◆ **Text excerpt**:
6. Powerful simplicity
In larger networks, multiple stacked chassis can also be employed at the distribution layer for increased resiliency and greater port density per location.
If multiple separate chassis were used in the network core and at distribution layer locations, the network would become extremely complex to manage and configure. Redundancy and spanning tree protocols would be required for unit standby and loop protection. With a number of chassis sitting in standby, network bandwidth would be wasted, and investment return in network infrastructure not fully realized. Furthermore, failover performance would be suboptimal.
Using VCStack Plus in both the core and distribution layers of the network means that each location is seen as a single virtual unit, and the full network power is utilized. With fully redundant pairs of appropriately-sized chassis at each location, and LAGs connecting them together, this solution scales to meet the requirements of very large networks, while remaining easy to manage - powerful simplicity.
7. Long distance
The increased distance provided by fiber stacking connectivity means that VCStack Plus members do not have to be co-located, but can be kilometres apart. This enables a solution that is perfect for distributed network environments.

◆ **Your goal**:
Please copy the VCStack Plus text word for word, everything from "6. Powerful simplicity" down to "would be suboptimal.".

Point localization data
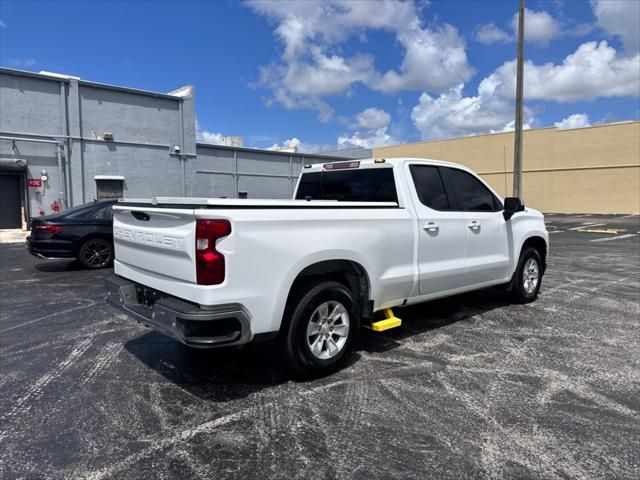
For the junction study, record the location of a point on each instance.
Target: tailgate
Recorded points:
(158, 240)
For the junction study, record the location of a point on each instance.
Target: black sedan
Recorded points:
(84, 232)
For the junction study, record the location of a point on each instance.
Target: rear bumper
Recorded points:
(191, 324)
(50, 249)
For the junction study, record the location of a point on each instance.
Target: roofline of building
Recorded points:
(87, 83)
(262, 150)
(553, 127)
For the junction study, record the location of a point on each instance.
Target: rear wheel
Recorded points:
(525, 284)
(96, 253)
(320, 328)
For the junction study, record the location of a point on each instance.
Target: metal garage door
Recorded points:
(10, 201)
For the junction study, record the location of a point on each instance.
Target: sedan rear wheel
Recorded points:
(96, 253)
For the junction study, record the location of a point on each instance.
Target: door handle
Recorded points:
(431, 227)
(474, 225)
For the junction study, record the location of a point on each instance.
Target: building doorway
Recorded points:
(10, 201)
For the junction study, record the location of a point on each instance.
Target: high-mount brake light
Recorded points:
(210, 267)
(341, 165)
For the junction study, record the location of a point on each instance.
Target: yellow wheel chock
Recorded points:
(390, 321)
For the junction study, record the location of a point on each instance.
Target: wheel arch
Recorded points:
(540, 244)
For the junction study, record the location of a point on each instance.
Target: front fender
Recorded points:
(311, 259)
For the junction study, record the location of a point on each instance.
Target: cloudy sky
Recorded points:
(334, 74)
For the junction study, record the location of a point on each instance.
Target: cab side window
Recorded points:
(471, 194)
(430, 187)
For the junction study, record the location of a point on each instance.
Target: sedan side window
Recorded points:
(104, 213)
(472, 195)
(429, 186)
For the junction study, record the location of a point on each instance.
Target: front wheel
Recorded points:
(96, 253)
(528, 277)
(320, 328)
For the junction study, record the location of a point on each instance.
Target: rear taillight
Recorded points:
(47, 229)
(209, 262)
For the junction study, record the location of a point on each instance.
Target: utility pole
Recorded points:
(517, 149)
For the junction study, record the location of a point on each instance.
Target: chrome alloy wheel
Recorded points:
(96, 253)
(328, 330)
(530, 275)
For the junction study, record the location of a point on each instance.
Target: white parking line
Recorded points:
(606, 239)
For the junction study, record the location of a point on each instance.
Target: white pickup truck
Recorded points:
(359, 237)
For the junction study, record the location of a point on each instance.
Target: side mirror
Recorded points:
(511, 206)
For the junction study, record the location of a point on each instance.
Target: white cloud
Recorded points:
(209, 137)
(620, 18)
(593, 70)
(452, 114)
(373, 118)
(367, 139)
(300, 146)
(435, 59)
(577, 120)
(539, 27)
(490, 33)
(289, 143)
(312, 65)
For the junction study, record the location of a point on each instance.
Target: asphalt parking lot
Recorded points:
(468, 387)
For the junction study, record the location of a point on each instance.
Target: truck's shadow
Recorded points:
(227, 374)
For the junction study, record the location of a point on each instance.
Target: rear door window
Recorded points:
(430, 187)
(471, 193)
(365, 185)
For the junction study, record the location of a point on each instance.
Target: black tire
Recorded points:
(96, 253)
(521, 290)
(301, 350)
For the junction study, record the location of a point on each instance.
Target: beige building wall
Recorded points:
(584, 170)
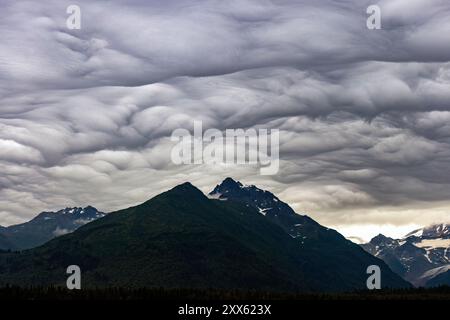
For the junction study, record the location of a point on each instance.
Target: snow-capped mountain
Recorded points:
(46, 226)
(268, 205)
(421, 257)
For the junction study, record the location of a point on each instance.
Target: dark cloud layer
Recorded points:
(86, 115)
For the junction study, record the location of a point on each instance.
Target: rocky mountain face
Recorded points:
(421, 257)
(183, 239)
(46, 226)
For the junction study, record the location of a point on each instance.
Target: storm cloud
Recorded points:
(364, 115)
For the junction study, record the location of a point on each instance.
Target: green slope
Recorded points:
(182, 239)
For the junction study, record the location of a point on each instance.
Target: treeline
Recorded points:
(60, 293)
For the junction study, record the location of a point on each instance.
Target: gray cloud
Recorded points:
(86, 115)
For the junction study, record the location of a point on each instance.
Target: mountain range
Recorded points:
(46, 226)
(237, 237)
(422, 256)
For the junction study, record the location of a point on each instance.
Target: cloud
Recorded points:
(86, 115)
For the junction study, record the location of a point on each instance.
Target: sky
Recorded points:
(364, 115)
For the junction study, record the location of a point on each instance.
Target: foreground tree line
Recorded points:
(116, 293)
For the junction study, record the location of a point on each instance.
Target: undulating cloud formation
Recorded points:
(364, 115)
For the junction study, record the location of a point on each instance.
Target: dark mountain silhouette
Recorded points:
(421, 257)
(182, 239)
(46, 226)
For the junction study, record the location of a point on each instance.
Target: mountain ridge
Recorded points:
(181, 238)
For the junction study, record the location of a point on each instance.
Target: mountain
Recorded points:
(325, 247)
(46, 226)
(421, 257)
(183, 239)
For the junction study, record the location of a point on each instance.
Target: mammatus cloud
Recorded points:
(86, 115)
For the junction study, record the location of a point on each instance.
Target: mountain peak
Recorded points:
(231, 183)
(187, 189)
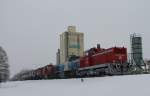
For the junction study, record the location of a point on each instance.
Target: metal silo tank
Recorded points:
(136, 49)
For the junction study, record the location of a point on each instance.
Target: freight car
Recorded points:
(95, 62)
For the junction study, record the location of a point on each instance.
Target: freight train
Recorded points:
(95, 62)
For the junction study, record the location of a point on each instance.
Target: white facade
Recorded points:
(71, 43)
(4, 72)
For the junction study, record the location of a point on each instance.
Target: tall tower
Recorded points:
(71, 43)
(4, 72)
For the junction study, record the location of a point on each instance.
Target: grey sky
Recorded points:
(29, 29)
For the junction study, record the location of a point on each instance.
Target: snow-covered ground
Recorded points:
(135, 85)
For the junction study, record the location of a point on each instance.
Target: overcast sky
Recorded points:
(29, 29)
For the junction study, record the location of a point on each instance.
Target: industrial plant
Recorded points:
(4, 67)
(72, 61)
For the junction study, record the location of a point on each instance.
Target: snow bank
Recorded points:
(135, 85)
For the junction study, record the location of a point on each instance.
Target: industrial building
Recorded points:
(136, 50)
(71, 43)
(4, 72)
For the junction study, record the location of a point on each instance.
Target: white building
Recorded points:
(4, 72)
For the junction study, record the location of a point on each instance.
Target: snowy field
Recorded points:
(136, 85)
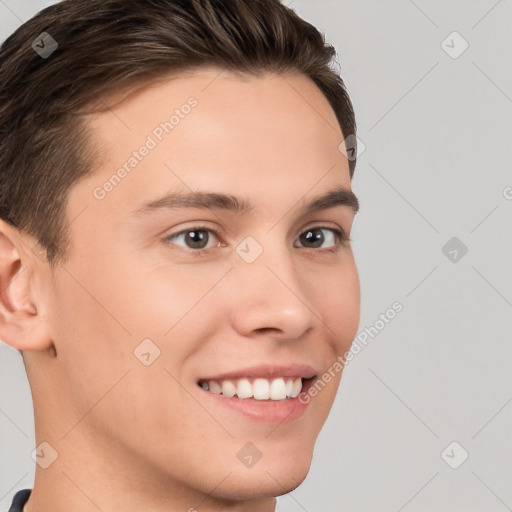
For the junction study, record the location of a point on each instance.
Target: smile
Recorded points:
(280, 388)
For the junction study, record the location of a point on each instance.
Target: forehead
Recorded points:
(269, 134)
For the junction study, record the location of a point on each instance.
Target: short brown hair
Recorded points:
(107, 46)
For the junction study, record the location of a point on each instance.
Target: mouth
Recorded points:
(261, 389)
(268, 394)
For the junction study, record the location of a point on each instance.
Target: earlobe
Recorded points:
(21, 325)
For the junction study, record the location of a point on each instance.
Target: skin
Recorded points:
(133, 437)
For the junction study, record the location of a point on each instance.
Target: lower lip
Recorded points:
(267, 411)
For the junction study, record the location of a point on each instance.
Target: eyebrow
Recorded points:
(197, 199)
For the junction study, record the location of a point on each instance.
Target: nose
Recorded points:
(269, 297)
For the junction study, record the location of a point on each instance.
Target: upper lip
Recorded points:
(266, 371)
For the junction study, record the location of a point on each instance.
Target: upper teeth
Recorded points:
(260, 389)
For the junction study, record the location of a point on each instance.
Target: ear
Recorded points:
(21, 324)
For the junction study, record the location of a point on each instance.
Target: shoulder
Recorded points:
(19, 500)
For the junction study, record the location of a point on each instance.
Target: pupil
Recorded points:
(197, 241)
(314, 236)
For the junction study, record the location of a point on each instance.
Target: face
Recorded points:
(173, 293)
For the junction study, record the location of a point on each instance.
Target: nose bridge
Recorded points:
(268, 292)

---

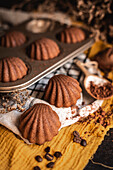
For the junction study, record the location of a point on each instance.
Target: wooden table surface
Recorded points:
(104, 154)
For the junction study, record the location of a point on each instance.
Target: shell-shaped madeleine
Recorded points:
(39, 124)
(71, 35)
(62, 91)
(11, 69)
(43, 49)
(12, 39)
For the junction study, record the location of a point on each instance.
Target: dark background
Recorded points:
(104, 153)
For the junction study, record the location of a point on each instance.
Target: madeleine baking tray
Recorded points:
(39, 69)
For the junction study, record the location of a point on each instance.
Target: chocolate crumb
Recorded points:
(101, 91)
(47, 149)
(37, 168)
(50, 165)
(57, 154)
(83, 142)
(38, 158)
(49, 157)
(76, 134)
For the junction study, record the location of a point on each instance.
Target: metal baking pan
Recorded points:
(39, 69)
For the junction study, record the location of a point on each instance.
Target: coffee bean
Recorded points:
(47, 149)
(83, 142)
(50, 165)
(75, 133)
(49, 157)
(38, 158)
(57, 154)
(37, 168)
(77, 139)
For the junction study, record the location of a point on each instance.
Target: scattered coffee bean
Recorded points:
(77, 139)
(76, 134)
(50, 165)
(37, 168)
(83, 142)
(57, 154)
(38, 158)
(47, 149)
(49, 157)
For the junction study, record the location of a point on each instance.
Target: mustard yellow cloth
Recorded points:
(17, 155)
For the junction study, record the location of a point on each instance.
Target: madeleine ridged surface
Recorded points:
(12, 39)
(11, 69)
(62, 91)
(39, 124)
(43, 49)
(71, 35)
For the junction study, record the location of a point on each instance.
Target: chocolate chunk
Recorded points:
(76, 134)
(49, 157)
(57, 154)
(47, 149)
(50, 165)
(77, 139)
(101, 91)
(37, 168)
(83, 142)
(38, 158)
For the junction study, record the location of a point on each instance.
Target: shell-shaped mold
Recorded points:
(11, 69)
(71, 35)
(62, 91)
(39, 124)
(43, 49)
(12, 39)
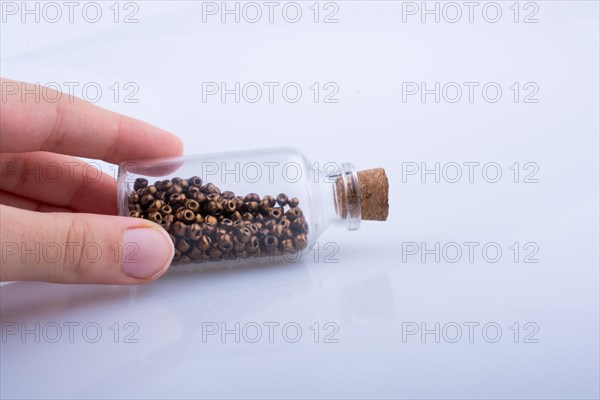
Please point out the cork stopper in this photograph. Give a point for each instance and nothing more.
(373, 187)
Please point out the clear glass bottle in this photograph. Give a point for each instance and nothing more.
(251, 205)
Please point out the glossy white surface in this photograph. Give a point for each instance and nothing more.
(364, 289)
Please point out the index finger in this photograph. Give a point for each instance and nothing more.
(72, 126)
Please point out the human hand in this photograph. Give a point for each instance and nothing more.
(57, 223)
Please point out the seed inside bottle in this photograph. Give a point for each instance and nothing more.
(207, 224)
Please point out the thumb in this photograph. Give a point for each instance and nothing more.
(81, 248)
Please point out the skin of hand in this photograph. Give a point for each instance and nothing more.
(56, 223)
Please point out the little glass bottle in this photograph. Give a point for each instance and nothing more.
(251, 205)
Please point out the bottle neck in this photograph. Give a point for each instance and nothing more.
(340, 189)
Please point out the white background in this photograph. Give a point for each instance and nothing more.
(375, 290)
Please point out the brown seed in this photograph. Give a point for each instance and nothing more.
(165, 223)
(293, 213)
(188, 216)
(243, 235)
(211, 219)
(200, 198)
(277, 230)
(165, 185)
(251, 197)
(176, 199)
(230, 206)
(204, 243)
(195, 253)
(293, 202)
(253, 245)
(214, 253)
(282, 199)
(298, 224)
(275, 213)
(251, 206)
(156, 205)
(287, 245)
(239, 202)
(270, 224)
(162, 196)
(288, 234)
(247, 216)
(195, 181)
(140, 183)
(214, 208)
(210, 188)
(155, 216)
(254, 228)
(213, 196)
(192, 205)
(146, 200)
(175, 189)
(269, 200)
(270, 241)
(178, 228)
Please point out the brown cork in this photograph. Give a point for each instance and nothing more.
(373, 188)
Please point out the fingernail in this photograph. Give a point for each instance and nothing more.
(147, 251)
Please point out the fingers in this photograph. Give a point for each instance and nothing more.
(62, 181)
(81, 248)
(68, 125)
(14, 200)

* * *

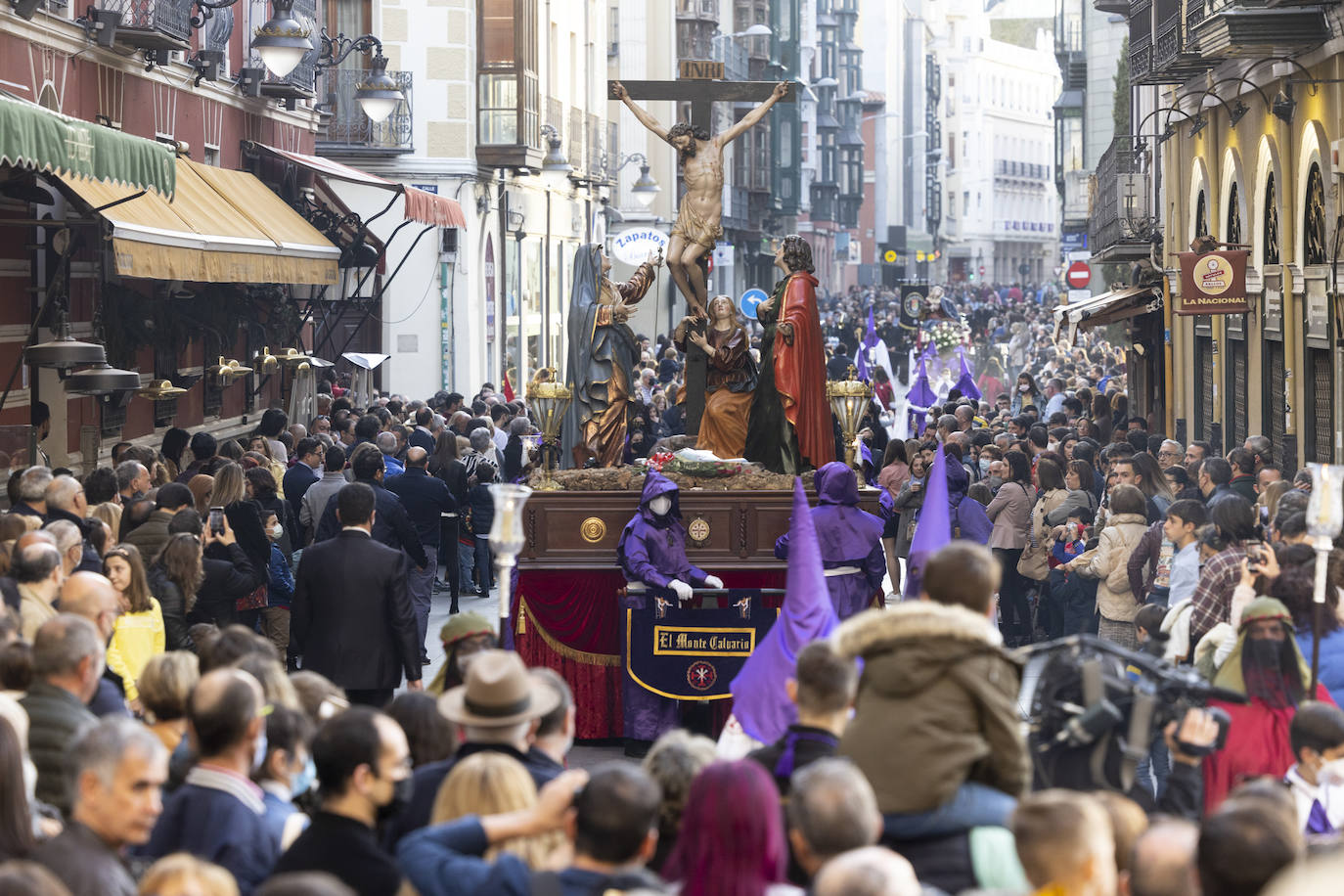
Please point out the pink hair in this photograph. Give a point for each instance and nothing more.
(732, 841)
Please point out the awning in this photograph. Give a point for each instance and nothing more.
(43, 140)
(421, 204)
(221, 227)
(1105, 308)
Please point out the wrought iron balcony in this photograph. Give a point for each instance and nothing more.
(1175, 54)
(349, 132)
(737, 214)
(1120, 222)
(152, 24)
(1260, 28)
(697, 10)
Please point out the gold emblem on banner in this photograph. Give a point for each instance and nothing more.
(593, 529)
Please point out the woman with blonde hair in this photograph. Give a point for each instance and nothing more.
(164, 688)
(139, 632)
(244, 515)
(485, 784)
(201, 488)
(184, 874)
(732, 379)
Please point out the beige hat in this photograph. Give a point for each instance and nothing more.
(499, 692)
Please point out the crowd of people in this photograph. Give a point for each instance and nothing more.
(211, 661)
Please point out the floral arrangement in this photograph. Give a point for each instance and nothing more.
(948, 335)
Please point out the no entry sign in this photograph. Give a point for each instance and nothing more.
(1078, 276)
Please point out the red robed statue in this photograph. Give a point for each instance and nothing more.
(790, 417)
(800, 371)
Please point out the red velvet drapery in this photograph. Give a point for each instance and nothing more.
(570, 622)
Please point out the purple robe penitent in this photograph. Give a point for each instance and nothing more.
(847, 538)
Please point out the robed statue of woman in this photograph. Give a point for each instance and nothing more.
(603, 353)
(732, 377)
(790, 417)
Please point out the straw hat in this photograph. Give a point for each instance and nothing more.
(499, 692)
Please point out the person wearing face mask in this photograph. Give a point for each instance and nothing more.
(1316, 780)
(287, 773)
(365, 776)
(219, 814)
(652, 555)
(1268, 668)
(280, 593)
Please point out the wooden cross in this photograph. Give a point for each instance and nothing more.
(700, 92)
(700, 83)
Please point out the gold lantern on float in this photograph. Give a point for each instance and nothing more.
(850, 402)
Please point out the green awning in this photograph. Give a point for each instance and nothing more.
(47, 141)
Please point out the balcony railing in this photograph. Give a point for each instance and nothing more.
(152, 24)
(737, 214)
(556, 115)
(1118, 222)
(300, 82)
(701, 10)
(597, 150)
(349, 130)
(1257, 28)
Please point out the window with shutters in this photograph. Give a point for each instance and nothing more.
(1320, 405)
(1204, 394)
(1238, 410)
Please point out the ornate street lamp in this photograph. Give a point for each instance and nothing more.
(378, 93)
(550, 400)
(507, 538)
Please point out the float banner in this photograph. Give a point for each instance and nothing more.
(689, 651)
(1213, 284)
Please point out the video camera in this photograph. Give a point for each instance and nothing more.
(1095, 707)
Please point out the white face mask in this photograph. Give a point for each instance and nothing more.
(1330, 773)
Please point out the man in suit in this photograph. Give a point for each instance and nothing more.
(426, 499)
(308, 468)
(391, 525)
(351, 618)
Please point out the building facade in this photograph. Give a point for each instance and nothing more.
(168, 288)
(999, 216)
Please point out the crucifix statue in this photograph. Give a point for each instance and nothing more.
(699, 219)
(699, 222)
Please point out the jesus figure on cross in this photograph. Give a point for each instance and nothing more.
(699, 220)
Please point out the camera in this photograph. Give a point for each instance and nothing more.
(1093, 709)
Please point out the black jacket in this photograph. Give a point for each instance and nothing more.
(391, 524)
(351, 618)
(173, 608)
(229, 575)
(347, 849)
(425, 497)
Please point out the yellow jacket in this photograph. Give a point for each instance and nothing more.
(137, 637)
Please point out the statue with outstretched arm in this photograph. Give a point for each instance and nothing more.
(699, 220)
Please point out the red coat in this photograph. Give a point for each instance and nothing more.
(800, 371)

◆ **Your response**:
6. Powerful simplicity
In larger networks, multiple stacked chassis can also be employed at the distribution layer for increased resiliency and greater port density per location.
If multiple separate chassis were used in the network core and at distribution layer locations, the network would become extremely complex to manage and configure. Redundancy and spanning tree protocols would be required for unit standby and loop protection. With a number of chassis sitting in standby, network bandwidth would be wasted, and investment return in network infrastructure not fully realized. Furthermore, failover performance would be suboptimal.